▶ REQUIRED TASK: Rewrite the entries from the line that contains "Where can you spot the palm" through the end of the entries, replacing "gorge" with "canyon" and keeping everything else the same.
## Begin DATA
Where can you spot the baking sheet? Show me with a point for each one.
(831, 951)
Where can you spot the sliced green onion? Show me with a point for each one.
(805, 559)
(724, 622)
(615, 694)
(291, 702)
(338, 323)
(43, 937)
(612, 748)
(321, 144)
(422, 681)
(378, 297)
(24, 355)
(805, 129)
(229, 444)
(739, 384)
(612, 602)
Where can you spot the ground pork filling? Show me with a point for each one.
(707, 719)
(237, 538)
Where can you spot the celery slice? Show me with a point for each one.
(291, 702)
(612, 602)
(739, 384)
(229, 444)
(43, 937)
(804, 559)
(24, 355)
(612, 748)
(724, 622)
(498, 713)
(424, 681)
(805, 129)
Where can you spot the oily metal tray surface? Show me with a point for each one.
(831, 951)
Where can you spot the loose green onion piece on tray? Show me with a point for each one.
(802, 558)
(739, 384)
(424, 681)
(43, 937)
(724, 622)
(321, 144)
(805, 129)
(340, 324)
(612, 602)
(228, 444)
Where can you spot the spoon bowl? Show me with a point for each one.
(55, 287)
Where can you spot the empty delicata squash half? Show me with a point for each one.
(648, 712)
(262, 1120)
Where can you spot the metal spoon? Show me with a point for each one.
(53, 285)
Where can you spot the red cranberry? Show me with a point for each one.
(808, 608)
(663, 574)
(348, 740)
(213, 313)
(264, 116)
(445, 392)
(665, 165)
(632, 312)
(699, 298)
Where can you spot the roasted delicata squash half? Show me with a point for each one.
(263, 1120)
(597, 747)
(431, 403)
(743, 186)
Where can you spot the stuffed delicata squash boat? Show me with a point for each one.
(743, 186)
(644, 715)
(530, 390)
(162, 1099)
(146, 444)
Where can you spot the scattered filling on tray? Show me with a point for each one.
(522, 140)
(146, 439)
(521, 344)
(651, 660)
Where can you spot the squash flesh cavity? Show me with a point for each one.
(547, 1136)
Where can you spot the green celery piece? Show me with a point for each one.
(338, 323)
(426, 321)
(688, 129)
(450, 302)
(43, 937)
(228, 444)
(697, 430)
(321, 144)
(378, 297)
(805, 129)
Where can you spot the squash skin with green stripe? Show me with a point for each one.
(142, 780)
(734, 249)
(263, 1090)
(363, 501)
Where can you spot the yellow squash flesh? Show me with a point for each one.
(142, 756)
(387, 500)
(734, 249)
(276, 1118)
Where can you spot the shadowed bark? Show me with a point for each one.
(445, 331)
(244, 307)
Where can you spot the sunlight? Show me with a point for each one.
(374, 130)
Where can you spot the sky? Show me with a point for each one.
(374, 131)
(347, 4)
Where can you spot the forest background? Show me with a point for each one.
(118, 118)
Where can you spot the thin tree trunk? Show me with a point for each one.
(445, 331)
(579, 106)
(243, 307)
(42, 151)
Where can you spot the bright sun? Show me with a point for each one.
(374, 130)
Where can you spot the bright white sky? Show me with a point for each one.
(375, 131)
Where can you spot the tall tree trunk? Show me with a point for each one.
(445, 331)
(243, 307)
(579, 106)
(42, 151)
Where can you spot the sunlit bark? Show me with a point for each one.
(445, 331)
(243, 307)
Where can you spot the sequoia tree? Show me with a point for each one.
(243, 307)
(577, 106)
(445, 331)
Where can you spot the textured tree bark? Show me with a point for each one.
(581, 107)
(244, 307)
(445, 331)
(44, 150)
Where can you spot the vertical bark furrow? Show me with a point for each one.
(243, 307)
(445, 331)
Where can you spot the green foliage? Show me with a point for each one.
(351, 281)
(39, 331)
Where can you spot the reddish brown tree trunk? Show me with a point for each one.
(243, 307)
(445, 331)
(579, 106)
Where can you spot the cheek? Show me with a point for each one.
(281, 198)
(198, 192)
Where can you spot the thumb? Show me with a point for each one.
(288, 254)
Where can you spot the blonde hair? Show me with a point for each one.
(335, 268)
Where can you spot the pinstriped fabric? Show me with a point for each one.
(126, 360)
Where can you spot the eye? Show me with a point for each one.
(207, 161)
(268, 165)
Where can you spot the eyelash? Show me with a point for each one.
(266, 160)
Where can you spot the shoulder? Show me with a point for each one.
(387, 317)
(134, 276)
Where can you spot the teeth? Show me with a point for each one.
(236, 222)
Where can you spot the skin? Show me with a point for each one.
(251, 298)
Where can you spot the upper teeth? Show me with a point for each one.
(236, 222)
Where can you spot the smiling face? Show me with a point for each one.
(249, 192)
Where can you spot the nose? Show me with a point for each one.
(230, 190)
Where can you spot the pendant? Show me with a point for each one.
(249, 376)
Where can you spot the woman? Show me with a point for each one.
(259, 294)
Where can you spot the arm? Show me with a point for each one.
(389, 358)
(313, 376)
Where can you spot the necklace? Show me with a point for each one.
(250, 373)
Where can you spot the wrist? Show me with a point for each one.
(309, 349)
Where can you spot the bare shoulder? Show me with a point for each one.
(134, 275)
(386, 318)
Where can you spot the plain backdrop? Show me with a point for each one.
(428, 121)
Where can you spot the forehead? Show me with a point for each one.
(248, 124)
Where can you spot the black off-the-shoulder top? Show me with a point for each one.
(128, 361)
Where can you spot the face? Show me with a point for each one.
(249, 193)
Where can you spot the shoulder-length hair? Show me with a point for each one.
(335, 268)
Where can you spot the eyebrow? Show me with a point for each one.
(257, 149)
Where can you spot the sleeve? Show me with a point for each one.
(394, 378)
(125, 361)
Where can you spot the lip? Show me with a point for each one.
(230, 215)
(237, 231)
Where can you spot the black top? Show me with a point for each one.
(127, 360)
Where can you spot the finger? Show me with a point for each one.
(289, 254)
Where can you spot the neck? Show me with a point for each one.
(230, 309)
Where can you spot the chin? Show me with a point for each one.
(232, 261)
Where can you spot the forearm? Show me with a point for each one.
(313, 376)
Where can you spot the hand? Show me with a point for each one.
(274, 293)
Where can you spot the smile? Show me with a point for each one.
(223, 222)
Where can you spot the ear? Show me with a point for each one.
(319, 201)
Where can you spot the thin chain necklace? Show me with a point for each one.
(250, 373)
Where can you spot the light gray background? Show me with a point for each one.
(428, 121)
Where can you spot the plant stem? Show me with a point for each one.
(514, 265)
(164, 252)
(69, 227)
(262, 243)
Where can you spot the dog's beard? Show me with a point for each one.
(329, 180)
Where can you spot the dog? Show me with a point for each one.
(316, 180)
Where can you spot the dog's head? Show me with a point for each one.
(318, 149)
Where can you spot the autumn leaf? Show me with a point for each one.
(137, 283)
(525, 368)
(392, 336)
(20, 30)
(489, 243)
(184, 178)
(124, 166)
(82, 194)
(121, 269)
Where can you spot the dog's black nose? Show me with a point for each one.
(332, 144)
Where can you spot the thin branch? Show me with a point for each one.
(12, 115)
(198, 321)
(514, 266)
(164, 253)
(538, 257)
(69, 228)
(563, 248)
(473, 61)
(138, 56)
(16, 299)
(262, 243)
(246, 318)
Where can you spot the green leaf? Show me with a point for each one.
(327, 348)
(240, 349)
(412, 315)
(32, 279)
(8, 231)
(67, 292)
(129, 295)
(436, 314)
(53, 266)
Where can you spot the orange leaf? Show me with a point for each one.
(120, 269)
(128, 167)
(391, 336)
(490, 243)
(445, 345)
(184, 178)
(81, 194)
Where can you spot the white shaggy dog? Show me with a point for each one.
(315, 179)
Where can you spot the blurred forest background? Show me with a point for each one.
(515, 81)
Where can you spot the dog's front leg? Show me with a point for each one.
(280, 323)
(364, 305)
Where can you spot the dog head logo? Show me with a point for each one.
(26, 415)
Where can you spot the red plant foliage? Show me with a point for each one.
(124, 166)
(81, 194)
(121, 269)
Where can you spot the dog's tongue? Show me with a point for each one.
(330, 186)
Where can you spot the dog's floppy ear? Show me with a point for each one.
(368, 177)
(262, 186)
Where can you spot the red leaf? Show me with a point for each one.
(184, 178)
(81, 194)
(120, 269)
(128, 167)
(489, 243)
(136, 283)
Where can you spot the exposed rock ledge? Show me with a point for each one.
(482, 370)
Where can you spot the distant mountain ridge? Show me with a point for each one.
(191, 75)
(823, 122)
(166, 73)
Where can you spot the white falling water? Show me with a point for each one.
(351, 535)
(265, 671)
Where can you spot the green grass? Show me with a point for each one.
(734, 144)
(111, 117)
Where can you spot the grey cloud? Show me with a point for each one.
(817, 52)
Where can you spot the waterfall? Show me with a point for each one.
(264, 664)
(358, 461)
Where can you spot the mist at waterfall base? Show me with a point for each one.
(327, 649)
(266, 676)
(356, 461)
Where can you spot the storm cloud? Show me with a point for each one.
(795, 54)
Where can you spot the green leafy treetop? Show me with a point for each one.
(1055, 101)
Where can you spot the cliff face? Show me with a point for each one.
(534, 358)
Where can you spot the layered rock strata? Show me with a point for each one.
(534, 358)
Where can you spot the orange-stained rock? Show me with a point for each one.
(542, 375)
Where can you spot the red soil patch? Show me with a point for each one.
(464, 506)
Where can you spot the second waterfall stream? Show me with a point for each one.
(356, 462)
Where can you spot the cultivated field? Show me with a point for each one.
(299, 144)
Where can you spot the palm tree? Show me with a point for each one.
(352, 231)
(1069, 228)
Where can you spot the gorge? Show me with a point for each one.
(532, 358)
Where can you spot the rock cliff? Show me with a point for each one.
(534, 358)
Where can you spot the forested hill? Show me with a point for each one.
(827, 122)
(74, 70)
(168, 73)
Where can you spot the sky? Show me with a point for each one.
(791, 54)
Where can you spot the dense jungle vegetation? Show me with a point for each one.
## End DATA
▶ ANSWER TO THIS TASK:
Where can you spot the palm tree? Show me with a point for each one.
(352, 231)
(1069, 228)
Where can you spot the canyon? Show me with a point for each one.
(532, 358)
Where can you spot the rock cliff? Show me with a point for each one.
(534, 358)
Where can you spot the forested hill? Show me with a point for each one.
(827, 122)
(74, 70)
(168, 73)
Where can you spot the sky? Show me with a point for each one.
(791, 54)
Where can you spot the dense jungle vegetation? Show me with a point for each one.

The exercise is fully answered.